Pick out each line of the data below that contains the word "roof". Matching is case-sensitive.

(Records from a data collection)
::::::

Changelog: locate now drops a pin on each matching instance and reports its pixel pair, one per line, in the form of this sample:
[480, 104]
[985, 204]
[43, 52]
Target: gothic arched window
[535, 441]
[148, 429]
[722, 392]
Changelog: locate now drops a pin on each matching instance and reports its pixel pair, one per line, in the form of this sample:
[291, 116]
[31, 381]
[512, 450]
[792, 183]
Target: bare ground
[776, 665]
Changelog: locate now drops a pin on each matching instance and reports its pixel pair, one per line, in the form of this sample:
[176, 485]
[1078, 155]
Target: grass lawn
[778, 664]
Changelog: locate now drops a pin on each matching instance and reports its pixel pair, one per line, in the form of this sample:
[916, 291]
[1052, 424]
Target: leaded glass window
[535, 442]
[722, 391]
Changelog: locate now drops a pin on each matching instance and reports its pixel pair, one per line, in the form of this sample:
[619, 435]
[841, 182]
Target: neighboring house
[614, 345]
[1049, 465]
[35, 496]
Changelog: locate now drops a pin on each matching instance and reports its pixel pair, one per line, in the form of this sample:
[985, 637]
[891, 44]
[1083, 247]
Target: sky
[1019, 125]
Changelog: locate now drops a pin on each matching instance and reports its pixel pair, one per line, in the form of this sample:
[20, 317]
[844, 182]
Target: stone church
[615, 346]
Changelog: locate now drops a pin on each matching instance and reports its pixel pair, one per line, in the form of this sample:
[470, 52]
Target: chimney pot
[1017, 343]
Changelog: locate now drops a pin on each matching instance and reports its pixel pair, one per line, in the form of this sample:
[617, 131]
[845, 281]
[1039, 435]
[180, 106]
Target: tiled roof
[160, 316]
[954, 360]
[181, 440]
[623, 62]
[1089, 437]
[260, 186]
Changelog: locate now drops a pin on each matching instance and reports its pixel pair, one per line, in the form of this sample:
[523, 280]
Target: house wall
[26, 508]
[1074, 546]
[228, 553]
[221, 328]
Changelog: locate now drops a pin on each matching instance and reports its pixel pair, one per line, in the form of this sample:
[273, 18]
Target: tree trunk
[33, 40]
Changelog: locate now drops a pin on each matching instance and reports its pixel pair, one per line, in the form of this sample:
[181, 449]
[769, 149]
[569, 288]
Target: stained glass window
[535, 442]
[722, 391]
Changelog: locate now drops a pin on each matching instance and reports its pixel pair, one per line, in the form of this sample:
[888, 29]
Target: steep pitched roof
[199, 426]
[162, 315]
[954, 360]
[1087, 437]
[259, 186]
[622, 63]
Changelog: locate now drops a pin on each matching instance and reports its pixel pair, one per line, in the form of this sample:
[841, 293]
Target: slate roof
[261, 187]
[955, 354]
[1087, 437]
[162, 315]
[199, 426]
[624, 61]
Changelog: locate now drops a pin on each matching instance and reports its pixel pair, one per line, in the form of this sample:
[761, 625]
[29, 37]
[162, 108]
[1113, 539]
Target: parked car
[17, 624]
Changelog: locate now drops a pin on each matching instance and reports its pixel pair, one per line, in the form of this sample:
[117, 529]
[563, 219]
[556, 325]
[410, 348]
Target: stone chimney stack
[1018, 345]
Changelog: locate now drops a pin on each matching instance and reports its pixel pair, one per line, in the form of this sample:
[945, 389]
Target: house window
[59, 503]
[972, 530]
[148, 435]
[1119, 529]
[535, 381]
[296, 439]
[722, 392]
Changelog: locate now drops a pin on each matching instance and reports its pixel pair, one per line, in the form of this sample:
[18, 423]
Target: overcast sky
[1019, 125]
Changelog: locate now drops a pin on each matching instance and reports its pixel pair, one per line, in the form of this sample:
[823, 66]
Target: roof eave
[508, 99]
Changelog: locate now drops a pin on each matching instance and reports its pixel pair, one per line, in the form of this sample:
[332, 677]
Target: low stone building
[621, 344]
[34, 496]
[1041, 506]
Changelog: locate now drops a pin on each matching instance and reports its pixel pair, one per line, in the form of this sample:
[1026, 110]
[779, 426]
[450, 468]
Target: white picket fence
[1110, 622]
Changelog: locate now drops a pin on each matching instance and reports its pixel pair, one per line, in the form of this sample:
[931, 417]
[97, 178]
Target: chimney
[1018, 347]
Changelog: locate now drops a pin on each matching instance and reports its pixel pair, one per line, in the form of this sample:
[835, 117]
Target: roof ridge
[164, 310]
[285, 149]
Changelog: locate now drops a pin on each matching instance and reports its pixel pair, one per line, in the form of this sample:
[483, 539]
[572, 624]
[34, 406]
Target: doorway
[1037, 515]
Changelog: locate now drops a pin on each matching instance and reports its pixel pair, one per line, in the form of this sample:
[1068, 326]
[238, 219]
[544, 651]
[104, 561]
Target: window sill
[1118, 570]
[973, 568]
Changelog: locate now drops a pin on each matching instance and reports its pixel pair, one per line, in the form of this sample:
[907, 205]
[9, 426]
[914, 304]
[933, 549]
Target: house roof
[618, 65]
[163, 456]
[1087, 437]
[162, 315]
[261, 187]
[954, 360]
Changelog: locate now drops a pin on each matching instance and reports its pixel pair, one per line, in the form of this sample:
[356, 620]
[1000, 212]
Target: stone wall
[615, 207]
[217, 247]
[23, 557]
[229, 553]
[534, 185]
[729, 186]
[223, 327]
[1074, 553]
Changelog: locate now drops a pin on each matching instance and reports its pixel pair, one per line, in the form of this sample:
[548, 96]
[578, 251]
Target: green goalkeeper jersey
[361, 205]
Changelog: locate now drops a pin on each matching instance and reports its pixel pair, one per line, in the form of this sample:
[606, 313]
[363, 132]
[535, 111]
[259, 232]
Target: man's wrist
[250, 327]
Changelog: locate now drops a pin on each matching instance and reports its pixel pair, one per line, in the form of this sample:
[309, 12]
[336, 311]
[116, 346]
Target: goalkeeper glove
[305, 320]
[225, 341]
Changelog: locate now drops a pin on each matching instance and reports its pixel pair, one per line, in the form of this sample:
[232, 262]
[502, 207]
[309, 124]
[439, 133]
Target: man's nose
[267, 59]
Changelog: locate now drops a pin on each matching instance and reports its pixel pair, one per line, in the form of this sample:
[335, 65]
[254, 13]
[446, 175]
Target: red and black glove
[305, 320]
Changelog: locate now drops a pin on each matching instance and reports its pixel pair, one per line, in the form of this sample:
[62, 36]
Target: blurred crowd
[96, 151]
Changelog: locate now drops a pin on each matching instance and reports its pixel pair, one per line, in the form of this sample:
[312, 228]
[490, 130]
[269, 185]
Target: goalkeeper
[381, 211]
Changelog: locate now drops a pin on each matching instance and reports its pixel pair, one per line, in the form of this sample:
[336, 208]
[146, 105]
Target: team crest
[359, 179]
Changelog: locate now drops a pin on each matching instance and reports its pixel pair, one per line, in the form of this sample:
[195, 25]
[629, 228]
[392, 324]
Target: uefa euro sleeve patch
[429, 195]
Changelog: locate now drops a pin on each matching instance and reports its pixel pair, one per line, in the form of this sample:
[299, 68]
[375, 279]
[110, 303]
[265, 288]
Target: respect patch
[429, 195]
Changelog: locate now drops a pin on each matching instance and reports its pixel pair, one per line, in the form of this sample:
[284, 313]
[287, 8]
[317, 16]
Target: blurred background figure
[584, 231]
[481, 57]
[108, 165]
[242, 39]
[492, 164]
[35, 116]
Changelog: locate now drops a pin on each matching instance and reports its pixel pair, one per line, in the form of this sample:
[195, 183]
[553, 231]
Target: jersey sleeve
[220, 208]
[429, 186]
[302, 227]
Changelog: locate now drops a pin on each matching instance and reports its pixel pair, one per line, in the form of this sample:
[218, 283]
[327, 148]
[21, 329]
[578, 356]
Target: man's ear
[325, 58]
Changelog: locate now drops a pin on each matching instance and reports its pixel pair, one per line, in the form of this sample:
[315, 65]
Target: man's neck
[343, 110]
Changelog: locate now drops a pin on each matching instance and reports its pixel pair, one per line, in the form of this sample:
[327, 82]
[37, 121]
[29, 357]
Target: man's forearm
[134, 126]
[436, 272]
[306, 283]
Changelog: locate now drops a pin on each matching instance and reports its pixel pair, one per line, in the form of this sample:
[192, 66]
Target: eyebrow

::::::

(Answer for the task)
Target: tiled roof
Target: steep pitched roof
Target: slate roof
Target: roof eave
Target: roof ridge
Target: house roof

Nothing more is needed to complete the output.